Selected extract
And I keep shoving in plants and planting every available inch. Today I got
a Sizzling pink Loripedilum and tucked it in the spot where the Caryopteris
lived and passed on. Getting into the ground past the Lamium was an effort,
I'll tell you. and further up into the ocean of silver and green leaves
where the Mrs. Sissinghurst geum's passed away, I tucked in a Futurity red
leafed cannas.

Phlox in my large lipped strawberry/herb jar was shoved over after a little
pruning of dead stems and tri-colored sedums were put against the phlox to
fill the spaces. And for the Hummers I bought a pot of Rhuella today that I
happened on at a nice Home Despot that was across the street from where son
is working this week (he works at the Lowes). I had no idea that HD carried
something called Athens select plants for heat and humidity approved by Alan
Armatage!!!! I had to control my urges because they also had Persian Shield
in two colorations, a black leafed sweet potato vine and I mean,
BLACK.....and two more heat and humidity annuals whose names elude me right
now but that I was willing to try.

I ran outa plant money........................g

The Loripedilum was a 5 gallon pot and well worth the $14 I paid for it. The
darkness of the leaves on the two purchases eased my gardeners soul as I
tucked them into their places amidst the silver and greens of the rampant
ground cover.

With all this humidity and rain and heat, the 4's have sprung up to heights
that scare me. Thick, fleshy, and almost 4 foot tall, I reach into the
foliage of the constipated southern beds and pull them out. The deep "thunk"
is just teasing the black carrot like tuber that lies in the rich loose
soil. I leave a couple, but pull the rest. They will flop if left to their
devices and thrill me with a multitude of magenta and yellow flowers, and
evening fragrances all their own, but they will also flop and kill tender
perennials with their massiveness. I keep enough to satiate me with their
aroma's and to kill the Jap's that are now dining on them.

As I stood sweating out front today from the tucking of perennials (this is
the first cannas I've planted into the front beds, wish me luck, I could
have put them in with the Bengal Tigers and my daddy's Indian shot green
canna's down in the gray water bog behind the house) I noticed a pointy head
just past the extension bed off the sidewalk bed where the Shenandoah lilies
were hovering like huge lampshades.

I squinted and thought I recognized the stalk, and thinking it might be
Goldenrod, I went to it, growing there just outside the beds landscape
timbers. All six foot of it.......no, not Goldenrod. Purple Loosestrife.
And quite a beauty too. I will keep her, and enjoy her bright pink flowers
if the Japanese beetles don't munch it down to bones.

My gardens are now ridiculous with overgrowth. Daylilies gasp for breath as
they try to rise above their own foliage. The Easter lilies have popped
their petals and need pinching. And the Pineapple lily has more than amazed
me. I even had to stake it up.

The little wren in the flower basket has hatched her five eggs and out of
five fledglings, she is down to four. They sit quietly huddled together,
their little yellow beaks highlighting their existance in the soft nest mama
built out of moss and grasses inside the woven basket that sat inside the
plastic hanging pot from last year I had placed on a shelf on the side deck.

Given information
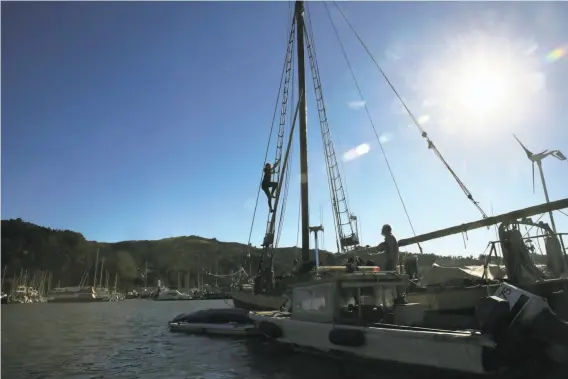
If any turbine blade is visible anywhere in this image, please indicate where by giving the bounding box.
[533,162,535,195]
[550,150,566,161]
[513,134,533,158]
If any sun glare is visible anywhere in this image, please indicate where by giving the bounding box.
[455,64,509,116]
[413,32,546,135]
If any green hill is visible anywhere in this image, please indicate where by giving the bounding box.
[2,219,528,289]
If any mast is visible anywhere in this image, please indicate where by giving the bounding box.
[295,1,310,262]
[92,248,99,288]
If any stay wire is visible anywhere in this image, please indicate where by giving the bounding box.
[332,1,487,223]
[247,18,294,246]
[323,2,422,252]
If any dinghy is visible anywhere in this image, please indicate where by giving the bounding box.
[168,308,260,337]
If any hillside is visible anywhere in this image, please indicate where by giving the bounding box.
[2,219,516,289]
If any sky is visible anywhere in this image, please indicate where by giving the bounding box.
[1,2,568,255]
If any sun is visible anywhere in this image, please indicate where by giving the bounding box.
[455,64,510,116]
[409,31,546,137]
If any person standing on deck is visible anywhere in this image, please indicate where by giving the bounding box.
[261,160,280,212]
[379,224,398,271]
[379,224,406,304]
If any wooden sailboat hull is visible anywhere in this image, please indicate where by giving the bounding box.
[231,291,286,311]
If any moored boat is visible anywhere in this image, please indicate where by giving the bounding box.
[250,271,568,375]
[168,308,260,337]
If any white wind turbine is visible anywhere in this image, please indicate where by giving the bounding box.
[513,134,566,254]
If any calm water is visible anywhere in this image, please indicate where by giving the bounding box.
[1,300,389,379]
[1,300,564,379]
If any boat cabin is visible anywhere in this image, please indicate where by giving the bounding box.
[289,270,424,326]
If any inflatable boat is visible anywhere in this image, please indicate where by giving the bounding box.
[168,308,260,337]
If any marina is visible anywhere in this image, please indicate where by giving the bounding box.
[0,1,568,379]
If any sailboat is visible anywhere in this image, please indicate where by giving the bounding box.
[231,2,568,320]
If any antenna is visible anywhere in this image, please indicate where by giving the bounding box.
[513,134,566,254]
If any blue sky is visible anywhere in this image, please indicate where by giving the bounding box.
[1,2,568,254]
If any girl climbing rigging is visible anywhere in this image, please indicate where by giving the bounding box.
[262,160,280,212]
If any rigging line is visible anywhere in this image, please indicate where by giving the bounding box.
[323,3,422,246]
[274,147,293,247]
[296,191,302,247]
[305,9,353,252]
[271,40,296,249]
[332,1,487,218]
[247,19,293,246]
==
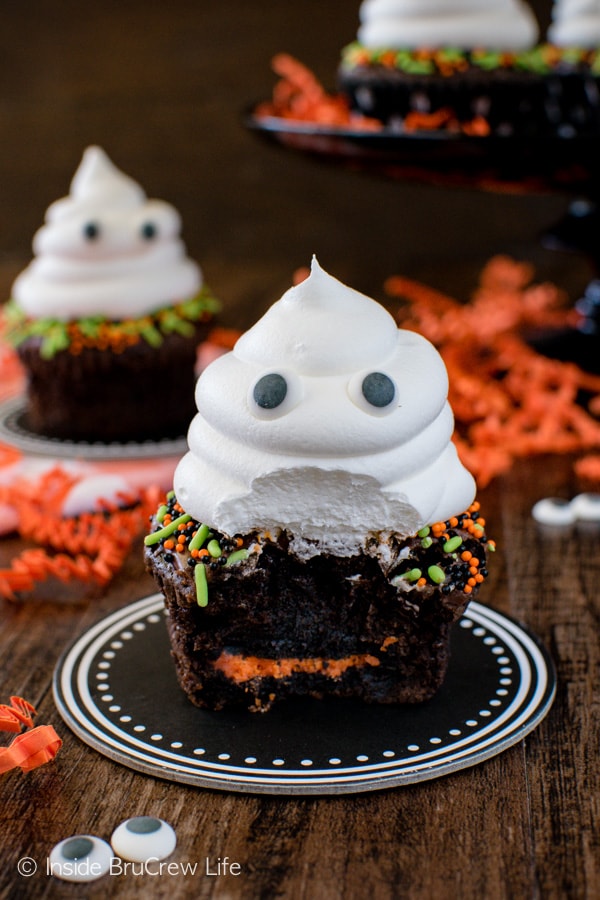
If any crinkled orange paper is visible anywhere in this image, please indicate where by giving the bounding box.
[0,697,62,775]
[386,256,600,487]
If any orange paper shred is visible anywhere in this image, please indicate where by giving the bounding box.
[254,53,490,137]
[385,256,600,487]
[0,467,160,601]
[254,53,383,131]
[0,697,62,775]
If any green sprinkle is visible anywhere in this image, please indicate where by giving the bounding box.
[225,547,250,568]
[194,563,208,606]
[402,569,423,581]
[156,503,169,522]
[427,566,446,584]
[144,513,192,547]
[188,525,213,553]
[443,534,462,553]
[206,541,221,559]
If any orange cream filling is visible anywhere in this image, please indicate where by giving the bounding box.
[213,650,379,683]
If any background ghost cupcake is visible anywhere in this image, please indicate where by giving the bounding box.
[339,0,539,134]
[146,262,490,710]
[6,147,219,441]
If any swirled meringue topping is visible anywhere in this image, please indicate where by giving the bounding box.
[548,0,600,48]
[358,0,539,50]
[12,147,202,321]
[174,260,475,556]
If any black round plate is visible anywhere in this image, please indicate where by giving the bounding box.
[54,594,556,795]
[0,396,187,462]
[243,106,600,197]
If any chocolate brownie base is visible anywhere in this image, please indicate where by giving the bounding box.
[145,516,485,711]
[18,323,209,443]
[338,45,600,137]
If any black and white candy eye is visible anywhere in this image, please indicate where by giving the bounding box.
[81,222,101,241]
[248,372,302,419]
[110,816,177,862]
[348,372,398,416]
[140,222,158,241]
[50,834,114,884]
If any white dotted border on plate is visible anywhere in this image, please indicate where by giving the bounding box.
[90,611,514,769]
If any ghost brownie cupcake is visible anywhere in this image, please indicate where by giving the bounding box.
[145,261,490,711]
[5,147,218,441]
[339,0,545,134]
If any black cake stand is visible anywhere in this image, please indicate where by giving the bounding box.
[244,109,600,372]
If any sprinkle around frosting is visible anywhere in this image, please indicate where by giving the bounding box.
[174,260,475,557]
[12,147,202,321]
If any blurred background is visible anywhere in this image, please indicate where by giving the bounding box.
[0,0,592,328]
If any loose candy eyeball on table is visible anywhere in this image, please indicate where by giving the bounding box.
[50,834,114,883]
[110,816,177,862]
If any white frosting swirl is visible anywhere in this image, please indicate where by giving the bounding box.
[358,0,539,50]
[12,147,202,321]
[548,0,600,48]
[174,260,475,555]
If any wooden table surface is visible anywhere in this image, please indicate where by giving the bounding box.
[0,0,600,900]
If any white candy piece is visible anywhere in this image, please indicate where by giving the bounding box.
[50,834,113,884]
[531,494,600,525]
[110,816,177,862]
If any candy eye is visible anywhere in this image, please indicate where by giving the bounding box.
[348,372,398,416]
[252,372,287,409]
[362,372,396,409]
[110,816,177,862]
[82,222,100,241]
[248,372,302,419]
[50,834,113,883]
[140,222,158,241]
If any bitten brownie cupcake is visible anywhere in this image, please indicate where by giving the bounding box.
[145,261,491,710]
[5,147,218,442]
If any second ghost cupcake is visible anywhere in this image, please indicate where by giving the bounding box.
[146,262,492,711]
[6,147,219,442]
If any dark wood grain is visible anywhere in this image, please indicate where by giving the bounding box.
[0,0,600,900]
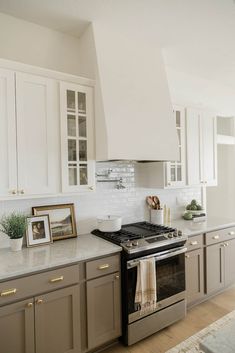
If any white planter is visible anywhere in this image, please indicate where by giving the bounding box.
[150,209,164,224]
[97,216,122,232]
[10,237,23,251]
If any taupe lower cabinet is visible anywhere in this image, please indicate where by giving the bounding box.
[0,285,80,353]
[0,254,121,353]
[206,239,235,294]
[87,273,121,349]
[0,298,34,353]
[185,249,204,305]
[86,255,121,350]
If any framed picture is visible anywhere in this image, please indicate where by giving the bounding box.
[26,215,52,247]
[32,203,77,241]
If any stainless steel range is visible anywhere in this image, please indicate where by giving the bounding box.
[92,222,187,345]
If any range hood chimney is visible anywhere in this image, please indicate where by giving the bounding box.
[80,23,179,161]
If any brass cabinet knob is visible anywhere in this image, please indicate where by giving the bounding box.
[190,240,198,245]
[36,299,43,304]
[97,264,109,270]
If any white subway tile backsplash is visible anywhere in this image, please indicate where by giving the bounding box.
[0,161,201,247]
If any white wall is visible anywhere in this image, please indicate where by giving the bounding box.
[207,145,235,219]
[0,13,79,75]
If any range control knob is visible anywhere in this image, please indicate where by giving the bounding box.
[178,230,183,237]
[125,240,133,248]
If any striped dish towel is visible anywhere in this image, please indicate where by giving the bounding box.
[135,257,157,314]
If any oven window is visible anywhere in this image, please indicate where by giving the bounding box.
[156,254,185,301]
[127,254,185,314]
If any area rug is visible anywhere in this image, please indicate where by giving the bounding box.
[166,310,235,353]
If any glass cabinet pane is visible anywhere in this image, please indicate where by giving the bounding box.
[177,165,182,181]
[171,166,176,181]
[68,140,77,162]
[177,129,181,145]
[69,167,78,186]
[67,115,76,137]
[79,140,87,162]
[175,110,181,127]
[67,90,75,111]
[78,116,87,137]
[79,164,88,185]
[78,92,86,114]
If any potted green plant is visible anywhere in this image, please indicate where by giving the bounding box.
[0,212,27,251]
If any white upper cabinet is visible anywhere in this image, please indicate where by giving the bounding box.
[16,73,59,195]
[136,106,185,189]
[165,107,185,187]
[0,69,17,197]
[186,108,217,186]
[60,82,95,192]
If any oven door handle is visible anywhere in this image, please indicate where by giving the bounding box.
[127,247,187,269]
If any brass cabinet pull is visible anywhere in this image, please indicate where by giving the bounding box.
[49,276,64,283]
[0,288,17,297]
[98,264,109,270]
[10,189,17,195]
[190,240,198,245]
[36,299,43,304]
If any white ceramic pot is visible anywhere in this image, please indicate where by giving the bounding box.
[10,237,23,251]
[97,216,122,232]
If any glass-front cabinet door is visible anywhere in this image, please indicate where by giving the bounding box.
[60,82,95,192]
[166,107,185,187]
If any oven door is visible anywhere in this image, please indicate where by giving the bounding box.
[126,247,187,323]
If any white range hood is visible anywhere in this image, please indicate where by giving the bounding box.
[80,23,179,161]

Required work
a. List every kind of lily named in the garden diary.
b. Rewrite the garden diary starting with "And quite a" and going on through "stake it up.", putting "Irises" in place of "Daylilies".
The records are unrelated to the garden diary and stand apart from it.

Solutions per task
a. Shenandoah lilies, Daylilies, Easter lilies, Pineapple lily

b.
And quite a beauty too. I will keep her, and enjoy her bright pink flowers
if the Japanese beetles don't munch it down to bones.

My gardens are now ridiculous with overgrowth. Irises gasp for breath as
they try to rise above their own foliage. The Easter lilies have popped
their petals and need pinching. And the Pineapple lily has more than amazed
me. I even had to stake it up.